● **EXERCISE DESCRIPTION**:
Return, exactly and in full, the lines of the records below starting at the one with "Target: upper floor window" and ending at the one with "A point set on every instance of the black window", and no other lines.
####
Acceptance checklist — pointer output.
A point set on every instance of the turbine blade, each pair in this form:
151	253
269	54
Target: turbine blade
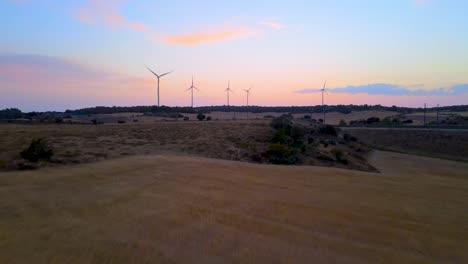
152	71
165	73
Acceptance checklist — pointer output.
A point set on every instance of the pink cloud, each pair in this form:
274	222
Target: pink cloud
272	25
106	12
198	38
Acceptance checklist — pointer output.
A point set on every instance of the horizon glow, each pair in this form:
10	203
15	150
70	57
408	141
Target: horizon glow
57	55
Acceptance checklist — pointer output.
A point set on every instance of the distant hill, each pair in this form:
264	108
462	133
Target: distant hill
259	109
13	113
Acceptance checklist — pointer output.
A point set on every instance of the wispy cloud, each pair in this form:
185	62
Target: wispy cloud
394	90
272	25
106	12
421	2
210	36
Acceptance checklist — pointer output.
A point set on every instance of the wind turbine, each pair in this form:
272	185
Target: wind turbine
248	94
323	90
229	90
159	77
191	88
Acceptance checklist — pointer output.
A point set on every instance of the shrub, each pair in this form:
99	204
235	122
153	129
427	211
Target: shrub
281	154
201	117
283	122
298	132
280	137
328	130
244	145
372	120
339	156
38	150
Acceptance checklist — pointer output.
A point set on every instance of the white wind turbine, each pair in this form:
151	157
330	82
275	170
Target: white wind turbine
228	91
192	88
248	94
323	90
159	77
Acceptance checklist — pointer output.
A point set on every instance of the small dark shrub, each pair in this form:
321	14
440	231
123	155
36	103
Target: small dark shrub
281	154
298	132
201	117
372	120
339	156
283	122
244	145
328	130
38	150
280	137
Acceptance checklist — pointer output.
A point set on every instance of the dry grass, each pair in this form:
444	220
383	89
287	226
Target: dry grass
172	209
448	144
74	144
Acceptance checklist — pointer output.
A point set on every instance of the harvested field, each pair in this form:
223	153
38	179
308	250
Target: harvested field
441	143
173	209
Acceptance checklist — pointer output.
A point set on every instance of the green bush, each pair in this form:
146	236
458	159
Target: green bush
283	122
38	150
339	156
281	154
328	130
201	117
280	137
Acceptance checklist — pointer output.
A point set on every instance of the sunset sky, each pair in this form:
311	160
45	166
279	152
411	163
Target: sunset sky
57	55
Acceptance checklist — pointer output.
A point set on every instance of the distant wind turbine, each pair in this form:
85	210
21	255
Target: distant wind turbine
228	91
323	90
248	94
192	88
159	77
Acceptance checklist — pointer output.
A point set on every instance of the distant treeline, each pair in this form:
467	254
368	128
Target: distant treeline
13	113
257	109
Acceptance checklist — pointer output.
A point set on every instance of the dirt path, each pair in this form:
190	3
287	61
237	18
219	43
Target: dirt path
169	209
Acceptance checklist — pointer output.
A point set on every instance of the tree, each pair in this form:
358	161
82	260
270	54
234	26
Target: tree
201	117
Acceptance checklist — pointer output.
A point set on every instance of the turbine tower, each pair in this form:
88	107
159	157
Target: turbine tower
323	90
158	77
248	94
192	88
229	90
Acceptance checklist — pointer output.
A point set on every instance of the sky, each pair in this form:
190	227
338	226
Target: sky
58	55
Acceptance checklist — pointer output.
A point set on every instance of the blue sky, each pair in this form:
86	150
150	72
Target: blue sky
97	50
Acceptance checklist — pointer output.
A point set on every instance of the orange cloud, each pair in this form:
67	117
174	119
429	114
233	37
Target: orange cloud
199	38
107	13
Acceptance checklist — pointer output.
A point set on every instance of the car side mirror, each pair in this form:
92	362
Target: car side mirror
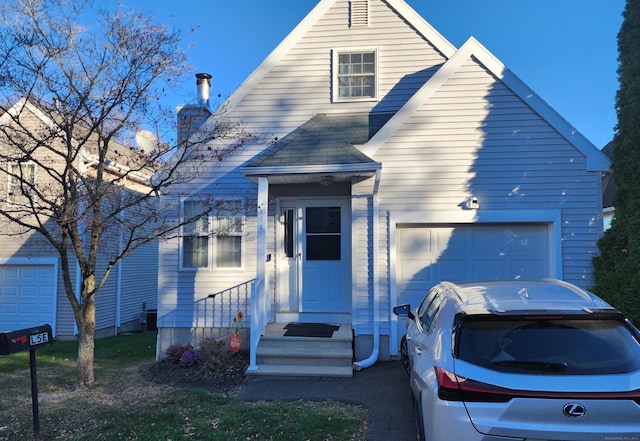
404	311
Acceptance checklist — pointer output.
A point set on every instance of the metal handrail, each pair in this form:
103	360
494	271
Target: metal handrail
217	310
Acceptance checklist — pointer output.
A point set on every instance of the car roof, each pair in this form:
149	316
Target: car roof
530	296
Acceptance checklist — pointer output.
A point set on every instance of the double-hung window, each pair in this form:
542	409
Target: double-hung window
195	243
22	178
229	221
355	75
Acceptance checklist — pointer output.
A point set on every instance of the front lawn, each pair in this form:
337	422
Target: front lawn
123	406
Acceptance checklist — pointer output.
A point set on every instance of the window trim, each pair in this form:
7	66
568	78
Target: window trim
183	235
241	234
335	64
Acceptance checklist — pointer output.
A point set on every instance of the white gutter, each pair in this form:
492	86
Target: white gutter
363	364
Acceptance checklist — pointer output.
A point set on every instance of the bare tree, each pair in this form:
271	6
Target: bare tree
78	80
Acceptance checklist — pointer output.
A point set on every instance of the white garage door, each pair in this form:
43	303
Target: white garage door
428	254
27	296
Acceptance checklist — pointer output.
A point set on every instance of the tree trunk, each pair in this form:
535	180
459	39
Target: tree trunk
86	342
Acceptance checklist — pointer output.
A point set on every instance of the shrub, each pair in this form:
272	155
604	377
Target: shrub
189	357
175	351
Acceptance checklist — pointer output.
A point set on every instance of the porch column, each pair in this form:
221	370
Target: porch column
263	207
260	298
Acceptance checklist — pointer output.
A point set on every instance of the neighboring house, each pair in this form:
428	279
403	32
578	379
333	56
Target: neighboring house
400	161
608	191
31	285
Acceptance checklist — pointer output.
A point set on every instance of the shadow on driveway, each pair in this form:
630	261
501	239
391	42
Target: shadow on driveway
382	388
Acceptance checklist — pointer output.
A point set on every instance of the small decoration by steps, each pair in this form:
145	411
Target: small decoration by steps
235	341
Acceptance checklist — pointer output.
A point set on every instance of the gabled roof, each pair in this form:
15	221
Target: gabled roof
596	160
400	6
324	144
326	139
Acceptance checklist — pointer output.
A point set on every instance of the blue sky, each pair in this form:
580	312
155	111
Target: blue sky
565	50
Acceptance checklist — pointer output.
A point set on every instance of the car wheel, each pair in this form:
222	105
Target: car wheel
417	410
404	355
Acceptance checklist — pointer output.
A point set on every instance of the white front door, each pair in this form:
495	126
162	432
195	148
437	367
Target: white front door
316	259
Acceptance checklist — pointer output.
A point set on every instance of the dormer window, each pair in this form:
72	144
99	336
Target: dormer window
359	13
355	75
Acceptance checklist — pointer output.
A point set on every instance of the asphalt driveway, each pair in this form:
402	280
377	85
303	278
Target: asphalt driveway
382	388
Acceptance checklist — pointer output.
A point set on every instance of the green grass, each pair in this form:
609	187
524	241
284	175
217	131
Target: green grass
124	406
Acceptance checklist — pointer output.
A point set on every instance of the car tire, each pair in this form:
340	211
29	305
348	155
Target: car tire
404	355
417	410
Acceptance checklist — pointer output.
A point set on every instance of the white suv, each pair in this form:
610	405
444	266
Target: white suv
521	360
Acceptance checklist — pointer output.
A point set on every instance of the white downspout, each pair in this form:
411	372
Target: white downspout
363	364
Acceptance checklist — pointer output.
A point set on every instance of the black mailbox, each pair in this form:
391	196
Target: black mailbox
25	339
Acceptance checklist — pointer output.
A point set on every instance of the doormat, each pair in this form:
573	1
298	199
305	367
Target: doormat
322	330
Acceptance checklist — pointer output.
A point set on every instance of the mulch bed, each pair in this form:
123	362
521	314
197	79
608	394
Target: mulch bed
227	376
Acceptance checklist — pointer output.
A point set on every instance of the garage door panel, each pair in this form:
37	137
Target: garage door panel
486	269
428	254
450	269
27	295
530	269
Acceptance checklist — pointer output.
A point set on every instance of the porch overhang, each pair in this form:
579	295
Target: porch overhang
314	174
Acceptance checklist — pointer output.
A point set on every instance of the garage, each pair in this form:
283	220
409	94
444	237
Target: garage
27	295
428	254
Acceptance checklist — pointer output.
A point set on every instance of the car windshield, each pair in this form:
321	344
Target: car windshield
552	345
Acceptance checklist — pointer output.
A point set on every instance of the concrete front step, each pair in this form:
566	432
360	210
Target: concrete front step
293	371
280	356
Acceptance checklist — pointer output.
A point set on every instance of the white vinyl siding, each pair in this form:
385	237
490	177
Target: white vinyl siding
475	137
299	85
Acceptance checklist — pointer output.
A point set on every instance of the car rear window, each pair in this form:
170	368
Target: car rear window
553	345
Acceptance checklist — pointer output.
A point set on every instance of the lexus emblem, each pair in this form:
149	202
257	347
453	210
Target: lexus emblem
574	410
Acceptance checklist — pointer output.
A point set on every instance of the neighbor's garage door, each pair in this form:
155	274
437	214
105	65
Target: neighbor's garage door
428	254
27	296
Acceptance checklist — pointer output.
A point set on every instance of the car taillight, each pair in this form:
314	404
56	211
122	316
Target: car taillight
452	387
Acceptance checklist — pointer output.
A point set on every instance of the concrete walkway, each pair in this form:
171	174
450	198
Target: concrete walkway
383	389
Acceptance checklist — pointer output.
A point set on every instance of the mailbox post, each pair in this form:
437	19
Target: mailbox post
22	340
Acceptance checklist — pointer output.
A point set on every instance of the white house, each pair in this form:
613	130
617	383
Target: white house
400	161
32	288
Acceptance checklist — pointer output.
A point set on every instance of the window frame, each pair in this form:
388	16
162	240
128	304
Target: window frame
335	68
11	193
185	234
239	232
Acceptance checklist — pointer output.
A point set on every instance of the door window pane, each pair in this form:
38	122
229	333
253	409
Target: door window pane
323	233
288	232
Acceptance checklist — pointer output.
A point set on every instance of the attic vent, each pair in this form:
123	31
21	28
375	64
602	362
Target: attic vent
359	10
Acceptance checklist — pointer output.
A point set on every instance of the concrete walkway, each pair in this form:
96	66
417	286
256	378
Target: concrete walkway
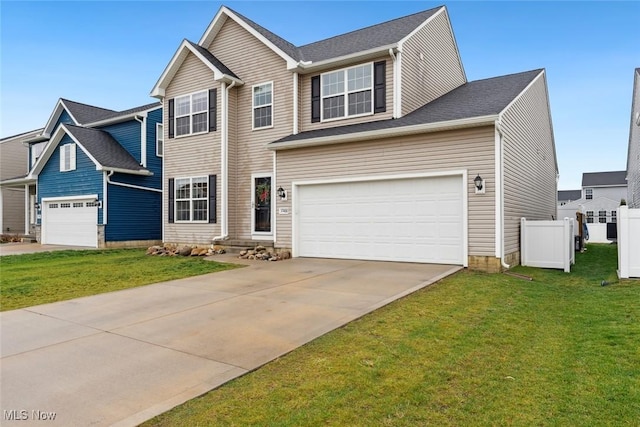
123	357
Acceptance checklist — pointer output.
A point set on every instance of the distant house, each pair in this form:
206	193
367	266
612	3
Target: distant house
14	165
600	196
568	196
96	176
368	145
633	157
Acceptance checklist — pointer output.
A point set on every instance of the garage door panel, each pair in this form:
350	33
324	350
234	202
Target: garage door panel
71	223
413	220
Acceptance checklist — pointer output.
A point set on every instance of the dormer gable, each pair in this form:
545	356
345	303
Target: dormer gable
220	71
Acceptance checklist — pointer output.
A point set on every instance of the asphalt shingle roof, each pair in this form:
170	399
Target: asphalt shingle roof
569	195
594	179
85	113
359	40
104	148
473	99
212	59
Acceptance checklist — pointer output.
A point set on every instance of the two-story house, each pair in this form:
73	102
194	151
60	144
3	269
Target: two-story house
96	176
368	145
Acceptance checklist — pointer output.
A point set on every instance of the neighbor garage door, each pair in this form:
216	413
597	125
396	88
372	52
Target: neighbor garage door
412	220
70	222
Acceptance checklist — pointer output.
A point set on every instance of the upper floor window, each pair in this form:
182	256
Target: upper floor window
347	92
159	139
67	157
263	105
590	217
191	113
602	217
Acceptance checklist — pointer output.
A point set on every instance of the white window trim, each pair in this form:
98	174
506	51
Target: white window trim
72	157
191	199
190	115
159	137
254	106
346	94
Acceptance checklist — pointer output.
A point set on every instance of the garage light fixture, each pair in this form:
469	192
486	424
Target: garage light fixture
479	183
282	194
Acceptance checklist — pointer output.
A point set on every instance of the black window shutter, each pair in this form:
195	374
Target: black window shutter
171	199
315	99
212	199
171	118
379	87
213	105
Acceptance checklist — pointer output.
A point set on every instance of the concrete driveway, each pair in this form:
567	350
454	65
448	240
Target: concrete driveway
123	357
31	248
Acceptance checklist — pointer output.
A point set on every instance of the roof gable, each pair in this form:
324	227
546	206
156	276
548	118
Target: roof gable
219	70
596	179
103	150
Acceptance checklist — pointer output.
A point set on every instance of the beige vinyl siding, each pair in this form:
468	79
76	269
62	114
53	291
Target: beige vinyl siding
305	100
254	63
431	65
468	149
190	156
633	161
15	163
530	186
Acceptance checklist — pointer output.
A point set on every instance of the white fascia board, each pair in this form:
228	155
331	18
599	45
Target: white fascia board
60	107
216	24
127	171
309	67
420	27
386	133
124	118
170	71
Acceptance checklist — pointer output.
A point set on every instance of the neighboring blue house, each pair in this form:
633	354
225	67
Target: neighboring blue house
####
● **PROBLEM SOLUTION**:
Target: upper floor window
347	92
159	139
67	157
263	105
590	217
191	113
602	217
Acceptance checklist — pointer output.
A point set on every instance of the white window trim, each pair in this form:
98	174
506	51
Target: white window trim
72	157
191	199
190	115
159	137
254	106
346	94
Acceptance checklist — pointer output.
A point set on every instance of the garage light fixture, each pair in this form:
469	192
486	424
Target: garage light fixture
479	183
282	194
Acceptance checklist — pointer output.
A point set on every instance of the black window shutter, each pair in this form:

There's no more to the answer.